▶ _Directions_: Tally the lines of the data below that contain the string "black", treating case as significant. Give only the count.

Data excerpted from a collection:
——

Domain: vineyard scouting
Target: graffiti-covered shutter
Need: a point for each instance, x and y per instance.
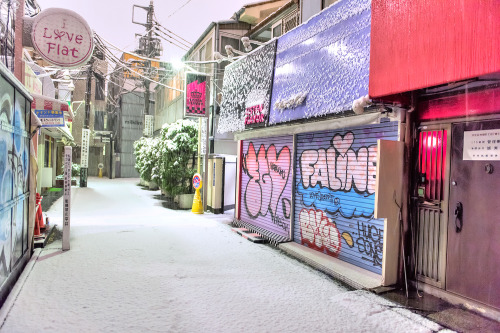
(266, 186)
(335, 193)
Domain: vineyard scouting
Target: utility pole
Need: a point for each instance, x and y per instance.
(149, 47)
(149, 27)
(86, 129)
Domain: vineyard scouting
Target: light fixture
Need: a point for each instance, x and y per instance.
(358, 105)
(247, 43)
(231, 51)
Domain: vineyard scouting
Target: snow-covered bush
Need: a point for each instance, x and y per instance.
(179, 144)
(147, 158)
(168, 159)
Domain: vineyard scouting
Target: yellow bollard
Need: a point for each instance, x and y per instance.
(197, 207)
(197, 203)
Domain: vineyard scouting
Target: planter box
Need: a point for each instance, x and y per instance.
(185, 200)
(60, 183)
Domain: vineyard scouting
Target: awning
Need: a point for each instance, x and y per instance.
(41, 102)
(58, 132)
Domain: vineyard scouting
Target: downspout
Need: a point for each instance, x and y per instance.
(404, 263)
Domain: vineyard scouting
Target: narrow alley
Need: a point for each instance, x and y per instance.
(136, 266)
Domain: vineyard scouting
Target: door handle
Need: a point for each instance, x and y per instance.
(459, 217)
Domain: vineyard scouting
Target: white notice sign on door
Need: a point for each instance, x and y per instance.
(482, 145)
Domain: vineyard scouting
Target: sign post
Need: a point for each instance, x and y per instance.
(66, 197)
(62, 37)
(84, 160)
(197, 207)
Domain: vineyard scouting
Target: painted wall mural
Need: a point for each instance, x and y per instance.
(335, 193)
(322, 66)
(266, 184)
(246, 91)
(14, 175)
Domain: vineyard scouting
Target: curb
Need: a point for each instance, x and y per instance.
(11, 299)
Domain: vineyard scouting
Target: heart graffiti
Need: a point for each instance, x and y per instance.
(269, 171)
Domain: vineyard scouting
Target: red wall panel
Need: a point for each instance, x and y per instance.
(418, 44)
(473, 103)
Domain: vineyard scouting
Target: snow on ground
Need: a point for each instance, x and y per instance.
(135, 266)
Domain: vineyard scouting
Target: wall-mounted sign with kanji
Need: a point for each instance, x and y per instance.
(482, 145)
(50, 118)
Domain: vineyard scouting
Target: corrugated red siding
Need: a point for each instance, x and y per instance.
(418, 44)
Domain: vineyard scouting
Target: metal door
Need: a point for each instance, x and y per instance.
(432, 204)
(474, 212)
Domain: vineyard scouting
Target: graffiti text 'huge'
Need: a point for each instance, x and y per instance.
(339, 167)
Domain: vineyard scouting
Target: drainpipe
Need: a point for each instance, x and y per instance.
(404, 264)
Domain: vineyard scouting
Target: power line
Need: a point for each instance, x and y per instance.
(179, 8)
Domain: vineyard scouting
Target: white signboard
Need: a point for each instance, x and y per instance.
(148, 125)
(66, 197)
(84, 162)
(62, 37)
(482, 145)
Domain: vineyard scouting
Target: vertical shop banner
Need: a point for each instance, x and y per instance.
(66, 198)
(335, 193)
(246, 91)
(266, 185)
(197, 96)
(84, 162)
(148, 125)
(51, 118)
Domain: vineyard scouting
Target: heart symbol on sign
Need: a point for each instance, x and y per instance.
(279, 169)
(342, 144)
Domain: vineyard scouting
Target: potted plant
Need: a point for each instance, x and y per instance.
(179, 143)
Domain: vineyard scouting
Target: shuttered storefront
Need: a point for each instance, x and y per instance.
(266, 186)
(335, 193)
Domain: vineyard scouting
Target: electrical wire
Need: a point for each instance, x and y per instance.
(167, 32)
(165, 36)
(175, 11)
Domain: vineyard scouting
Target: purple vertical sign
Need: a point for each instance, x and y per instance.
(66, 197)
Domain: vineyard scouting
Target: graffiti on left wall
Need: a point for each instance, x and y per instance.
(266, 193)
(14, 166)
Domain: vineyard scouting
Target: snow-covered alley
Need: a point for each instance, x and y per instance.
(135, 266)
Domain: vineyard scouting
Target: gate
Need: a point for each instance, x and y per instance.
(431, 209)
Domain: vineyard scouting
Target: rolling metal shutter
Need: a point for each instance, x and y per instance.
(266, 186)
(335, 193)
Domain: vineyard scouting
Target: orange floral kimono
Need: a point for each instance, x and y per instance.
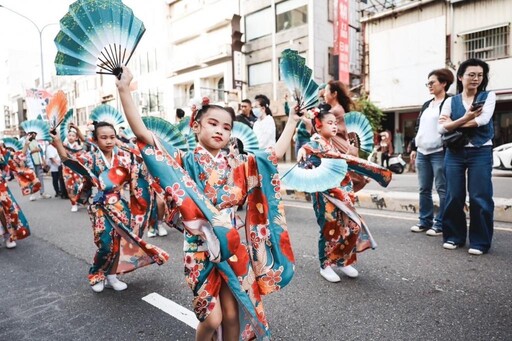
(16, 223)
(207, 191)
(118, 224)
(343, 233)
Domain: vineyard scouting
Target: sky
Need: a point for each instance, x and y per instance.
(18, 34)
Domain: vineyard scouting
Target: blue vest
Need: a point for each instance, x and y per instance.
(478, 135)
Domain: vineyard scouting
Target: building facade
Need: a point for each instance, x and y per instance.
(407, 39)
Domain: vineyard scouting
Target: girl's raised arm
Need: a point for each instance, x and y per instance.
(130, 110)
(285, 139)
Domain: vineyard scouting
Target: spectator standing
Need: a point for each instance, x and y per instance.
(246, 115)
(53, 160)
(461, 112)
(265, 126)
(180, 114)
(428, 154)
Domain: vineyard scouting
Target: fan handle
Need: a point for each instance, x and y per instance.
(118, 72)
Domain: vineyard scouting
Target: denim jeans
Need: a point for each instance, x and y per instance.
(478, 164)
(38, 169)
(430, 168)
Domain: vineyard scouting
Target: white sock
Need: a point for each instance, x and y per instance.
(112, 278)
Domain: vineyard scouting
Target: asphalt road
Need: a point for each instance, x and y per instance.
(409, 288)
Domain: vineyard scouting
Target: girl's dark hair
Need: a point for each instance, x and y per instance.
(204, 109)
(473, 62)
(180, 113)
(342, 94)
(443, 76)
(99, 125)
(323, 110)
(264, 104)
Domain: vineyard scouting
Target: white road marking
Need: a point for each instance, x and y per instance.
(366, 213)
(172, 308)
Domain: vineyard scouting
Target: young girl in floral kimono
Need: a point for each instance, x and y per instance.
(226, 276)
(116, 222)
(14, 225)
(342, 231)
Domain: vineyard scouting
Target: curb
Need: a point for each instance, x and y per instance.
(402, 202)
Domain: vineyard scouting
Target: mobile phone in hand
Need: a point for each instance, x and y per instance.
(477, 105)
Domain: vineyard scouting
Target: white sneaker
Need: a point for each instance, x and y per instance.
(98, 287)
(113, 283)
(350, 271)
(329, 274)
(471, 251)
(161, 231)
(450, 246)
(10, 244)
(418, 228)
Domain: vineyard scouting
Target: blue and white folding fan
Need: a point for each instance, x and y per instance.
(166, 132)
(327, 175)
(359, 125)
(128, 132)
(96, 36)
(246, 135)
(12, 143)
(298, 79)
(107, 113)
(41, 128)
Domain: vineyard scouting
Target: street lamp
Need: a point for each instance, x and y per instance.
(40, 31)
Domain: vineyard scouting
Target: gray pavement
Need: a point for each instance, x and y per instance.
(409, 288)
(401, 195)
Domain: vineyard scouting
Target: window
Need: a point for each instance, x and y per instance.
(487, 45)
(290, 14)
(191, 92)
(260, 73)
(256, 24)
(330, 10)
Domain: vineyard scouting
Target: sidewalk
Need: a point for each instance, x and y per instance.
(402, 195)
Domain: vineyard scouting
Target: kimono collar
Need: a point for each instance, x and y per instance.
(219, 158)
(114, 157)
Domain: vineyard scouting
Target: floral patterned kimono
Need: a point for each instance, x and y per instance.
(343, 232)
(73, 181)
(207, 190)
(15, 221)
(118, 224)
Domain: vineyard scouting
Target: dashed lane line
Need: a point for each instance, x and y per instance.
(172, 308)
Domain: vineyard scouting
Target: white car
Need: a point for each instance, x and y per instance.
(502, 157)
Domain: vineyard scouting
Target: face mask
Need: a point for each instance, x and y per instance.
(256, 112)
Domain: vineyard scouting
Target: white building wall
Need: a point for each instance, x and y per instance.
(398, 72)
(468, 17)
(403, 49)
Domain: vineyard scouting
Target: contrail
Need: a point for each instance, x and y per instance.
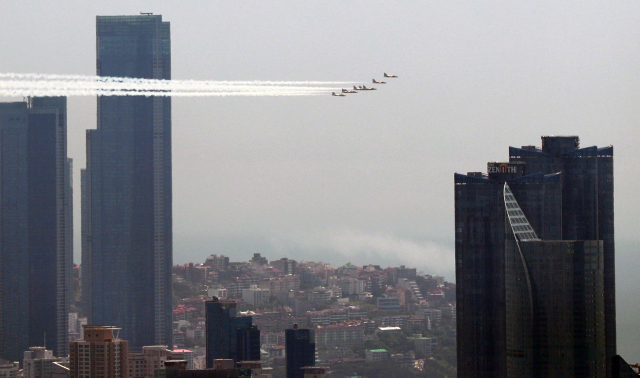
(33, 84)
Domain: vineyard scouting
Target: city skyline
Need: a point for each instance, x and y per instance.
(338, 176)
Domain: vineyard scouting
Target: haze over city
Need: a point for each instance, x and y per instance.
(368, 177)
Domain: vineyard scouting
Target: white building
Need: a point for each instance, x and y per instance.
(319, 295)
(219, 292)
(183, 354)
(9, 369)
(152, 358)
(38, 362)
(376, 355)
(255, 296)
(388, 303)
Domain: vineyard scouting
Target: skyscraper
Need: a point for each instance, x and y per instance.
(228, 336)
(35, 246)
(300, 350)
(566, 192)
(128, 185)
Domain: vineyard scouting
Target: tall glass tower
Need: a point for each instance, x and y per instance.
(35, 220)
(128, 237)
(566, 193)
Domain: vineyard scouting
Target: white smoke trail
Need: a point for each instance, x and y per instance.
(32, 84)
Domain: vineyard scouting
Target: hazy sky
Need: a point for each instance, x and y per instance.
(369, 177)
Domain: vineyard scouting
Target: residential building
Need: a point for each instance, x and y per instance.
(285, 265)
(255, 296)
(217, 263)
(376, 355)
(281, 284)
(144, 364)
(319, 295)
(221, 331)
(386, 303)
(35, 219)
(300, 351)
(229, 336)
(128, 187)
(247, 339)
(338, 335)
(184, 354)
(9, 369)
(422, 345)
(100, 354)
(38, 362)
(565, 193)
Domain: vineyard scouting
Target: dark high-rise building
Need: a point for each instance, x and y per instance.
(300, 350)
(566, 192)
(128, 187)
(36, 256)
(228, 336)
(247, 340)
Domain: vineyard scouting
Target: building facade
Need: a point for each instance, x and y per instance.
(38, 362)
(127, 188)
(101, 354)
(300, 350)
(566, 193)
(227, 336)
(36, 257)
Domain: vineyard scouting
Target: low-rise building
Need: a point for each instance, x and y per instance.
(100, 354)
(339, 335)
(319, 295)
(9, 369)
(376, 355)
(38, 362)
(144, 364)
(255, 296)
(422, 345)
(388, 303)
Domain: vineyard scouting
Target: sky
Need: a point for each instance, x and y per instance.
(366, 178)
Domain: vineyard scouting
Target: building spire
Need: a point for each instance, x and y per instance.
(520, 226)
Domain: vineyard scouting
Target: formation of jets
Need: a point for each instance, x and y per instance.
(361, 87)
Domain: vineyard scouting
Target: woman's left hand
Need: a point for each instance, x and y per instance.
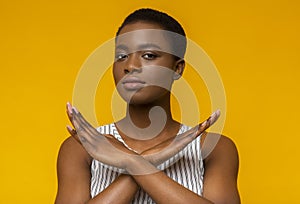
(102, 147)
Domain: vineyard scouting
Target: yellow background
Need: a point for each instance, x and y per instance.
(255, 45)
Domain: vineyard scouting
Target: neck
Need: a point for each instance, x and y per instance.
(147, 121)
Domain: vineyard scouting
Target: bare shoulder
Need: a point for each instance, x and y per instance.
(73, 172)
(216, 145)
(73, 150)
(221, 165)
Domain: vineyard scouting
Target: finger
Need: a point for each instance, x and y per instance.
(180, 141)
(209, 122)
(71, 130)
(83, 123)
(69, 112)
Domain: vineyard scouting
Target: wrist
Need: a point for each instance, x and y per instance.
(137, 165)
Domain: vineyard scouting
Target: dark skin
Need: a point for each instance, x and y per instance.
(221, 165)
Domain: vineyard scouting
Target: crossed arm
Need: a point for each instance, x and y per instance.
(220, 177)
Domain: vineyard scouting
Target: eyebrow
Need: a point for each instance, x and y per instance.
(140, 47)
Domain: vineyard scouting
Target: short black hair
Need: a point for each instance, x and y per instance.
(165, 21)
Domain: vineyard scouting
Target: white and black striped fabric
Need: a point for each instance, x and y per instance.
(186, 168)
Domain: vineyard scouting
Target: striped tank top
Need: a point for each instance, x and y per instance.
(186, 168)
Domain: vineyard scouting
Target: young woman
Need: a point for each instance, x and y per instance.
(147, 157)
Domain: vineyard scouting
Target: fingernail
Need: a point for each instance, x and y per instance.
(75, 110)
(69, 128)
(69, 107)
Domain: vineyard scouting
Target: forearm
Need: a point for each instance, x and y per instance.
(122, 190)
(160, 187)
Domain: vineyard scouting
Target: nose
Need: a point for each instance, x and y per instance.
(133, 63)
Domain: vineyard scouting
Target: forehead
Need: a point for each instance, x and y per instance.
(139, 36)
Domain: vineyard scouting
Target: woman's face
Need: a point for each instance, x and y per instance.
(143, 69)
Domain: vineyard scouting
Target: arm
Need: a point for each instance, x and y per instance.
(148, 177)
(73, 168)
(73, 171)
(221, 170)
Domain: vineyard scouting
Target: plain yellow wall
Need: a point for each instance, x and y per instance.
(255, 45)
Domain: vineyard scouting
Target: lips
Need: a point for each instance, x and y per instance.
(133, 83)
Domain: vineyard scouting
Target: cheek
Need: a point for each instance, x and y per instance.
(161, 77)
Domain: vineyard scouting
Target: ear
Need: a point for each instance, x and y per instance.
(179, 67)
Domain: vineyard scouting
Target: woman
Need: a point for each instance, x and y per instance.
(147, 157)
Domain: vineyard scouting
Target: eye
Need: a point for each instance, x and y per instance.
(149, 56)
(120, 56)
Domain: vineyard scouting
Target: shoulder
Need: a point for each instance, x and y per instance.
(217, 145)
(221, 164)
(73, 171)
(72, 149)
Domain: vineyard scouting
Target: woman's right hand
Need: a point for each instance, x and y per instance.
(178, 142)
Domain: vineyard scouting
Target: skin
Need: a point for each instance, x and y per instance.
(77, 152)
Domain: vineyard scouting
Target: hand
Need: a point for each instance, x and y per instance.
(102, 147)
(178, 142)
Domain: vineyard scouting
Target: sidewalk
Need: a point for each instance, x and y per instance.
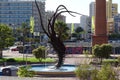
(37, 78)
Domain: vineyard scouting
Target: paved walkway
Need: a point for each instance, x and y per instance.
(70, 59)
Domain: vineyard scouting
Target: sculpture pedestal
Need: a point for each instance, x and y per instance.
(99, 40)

——

▶ _Full answer_: 2